■ Exercise ■
Rewrite the John Gilmore interview between "C.S.: I found" and "than laws do.", inclusive, putting "anonymity" in place of "privacy".

■ Page excerpt ■
A conversation with John Gilmore describes himself as a technologist who learned about business and became successful. After that he has focussed on civil liberties. He is entrepreneur, libertarian, hacker, cypherpunk, fighter for civil rights, and programmer.
12 August 2001, HAL, Enschede, NL
[Cornelia Sollfrank]
You unfold your activities in mainly two different fields which are the issues of online civil rights, security, privacy, encryption and a reform of drug politics. Am I right saying that there is a kind of relation for you between these two fields?
[John Gilmore]
There is no direct relation. It is just the way I approach them which is similar, because in both cases I am interested in civil rights. What I am doing in the drug realm is that I am taking things that I have learned about free expression, and good social policies out of the internet sphere and bring that into a sphere where people make policy about drugs.
C.S.: I found one quote from you which seems to be a key to the way you handle issues around privacy. It says: "I want a guarantee - with physics and mathematics, not just laws - that we can give oursleves things like real privacy of personal communications." My interpretation of this would be, that your strategy is mainly based on technological solutions and not so much on political.
J.G.: I think that the policy is created that the governemnet and law have to take in account what technology can and cannot do, and where the technology can provide privacy, or can provide wide public access, or whatever. You can rely on technology to do that. Where technology can't, that's where you have to rely on laws. Technology tends to be better at proving things than laws do.
C.S.: Could you specify that a bit?
J.G.: Maybe I shouldn't make this generalisation, but as an example, in the early 90s when the internet had already existed for more than a decade, and I had been on it for more than a decade, doing computer research, the public didn't know much about it. And all these poeple were worried that we create a society where some people had access to the internet and others do not, that we do terrible things and create new class differences. From my technological background I knew that this would not happen, that the prices of all these things would come down dramtaically ... that the prices of computers and access, the knowledge to useit would spread widely throughout the society. But there was no way to explain that to the old lefties who just believed that technology is evil, and that the government has to guarantee rights of access, and all of that. What ultimtely happened is that technology did, the price dropped, and everyone who wants to get on the internet can do so that pretty much.

■ Supplied information ■
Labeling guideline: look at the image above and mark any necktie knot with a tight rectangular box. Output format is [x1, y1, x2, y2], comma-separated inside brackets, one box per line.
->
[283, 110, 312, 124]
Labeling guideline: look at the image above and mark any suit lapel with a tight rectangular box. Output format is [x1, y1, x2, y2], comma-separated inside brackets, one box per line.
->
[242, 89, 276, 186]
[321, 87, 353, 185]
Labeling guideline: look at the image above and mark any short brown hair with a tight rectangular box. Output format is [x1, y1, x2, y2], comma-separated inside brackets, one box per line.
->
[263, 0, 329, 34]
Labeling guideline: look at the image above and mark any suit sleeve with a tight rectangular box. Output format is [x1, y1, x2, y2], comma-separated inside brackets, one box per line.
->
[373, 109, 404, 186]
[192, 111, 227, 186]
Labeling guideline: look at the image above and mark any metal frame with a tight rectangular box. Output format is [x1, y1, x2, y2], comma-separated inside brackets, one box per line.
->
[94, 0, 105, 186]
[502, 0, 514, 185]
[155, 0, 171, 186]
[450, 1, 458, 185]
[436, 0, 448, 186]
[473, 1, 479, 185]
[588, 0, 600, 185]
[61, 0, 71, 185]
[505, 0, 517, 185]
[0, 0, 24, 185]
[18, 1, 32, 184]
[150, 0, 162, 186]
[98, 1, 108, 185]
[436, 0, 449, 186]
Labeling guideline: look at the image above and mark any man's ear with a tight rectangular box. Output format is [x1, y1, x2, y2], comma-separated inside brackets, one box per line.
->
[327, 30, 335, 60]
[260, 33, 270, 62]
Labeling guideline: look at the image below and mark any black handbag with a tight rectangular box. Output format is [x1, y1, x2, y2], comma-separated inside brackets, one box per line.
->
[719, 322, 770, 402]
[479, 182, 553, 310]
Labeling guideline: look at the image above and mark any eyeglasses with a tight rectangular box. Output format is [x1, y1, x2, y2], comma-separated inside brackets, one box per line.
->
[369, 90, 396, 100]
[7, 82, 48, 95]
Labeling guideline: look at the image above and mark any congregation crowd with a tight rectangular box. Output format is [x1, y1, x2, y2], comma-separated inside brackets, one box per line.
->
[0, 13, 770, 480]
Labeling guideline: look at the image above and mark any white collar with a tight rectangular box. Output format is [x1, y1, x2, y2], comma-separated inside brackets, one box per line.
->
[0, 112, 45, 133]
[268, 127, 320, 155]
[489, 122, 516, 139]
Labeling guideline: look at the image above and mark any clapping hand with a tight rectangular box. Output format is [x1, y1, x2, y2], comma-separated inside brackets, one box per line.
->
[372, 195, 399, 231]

■ Task answer ■
C.S.: I found one quote from you which seems to be a key to the way you handle issues around anonymity. It says: "I want a guarantee - with physics and mathematics, not just laws - that we can give oursleves things like real anonymity of personal communications." My interpretation of this would be, that your strategy is mainly based on technological solutions and not so much on political.
J.G.: I think that the policy is created that the governemnet and law have to take in account what technology can and cannot do, and where the technology can provide anonymity, or can provide wide public access, or whatever. You can rely on technology to do that. Where technology can't, that's where you have to rely on laws. Technology tends to be better at proving things than laws do.